Start of EXTRACT PROVIDED

The First Days

Below: Photograph of the teacher, Miss Ora Boring, who was among the first cohort of students to open Hopkins Seaside Laboratory 1892 with her students at an Elementary schools on Stanford campus

Oramanda “Ora” Boring, Native of Illinois, (Stanford ’90) graduated, Associates in Biology. Over fifty years of her life were spent in California, where she was a teacher and school executive in many different communities. Ora Boring served on the County Board of Education in San Diego, taught in Los Angeles, was superintendent of schools in Stockton, and a member of the Palo Alto public school faculty as well as a teacher at Castilleja,, an independent college preparatory school for girls in grades 6 – 12, located in Palo Alto, California, was established in 1907.


With the financial support provided, the directors, CH Gilbert and OP Jenkins, in the spring of 1892, contracted for the building of a seaside laboratory, which consisted of a plain wooden structure, two stories in height. By May 14, 1892, construction of the building was in progress with the contractor for the project being a gentleman by the name of Levi Boswell. (1) An announcement in the Salinas Weekly Index on June 2, 1892, provides an account of the status of the construction project just twenty-five days prior to the opening ceremony.

End of EXTRACT PROVIDED
Start of DATA EXTRACT

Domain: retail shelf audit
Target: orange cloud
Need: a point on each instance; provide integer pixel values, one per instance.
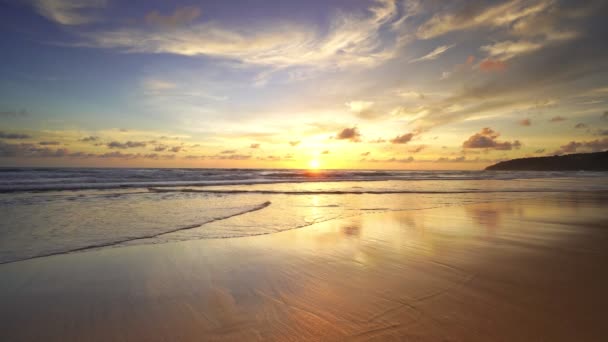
(490, 65)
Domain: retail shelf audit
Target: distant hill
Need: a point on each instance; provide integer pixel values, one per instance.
(571, 162)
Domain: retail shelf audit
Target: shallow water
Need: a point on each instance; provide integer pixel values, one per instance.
(102, 208)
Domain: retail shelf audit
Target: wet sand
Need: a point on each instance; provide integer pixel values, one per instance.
(524, 270)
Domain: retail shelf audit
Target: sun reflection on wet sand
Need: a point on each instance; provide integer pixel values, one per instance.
(502, 270)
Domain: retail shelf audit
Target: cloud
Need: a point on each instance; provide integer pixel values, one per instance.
(417, 149)
(231, 157)
(128, 144)
(351, 134)
(181, 16)
(477, 14)
(402, 139)
(155, 85)
(557, 119)
(525, 122)
(487, 139)
(509, 49)
(393, 160)
(440, 50)
(492, 65)
(4, 135)
(27, 150)
(460, 159)
(597, 145)
(363, 109)
(68, 12)
(352, 40)
(14, 113)
(90, 139)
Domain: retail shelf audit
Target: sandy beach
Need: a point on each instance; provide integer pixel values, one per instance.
(521, 270)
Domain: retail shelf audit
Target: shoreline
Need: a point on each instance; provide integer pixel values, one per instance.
(527, 269)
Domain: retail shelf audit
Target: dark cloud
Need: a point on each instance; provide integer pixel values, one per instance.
(525, 122)
(557, 119)
(4, 135)
(125, 145)
(487, 138)
(351, 134)
(402, 139)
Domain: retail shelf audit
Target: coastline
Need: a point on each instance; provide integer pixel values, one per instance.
(528, 269)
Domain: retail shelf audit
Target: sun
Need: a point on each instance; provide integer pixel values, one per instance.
(314, 164)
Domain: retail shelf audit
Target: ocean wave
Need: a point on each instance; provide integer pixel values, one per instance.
(362, 192)
(139, 237)
(65, 179)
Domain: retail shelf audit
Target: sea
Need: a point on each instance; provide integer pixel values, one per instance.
(49, 211)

End of DATA EXTRACT

TASKS AND EXERCISES »
#1 Answer these questions from the passage on the laboratory's first days:
(a) Who was the contractor for the seaside laboratory building?
(b) In which city was Ora Boring superintendent of schools?
(c) On what date did the Salinas Weekly Index run its announcement about the construction?
#2 Render this sentence from the passage on the laboratory's first days in Spanish: "Over fifty years of her life were spent in California, where she was a teacher and school executive in many different communities."
#3 Return everything from "Below: Photograph of" down to "established in 1907." in the passage on the laboratory's first days, copied word for word.
The lines play no part in this work.

EXERCISE SOLUTIONS »
#1
(a) Levi Boswell
(b) Stockton
(c) June 2, 1892

#2 Más de cincuenta años de su vida transcurrieron en California, donde fue maestra y directiva escolar en muchas comunidades distintas.

#3
Below: Photograph of the teacher, Miss Ora Boring, who was among the first cohort of students to open Hopkins Seaside Laboratory 1892 with her students at an Elementary schools on Stanford campus

Oramanda “Ora” Boring, Native of Illinois, (Stanford ’90) graduated, Associates in Biology. Over fifty years of her life were spent in California, where she was a teacher and school executive in many different communities. Ora Boring served on the County Board of Education in San Diego, taught in Los Angeles, was superintendent of schools in Stockton, and a member of the Palo Alto public school faculty as well as a teacher at Castilleja,, an independent college preparatory school for girls in grades 6 – 12, located in Palo Alto, California, was established in 1907.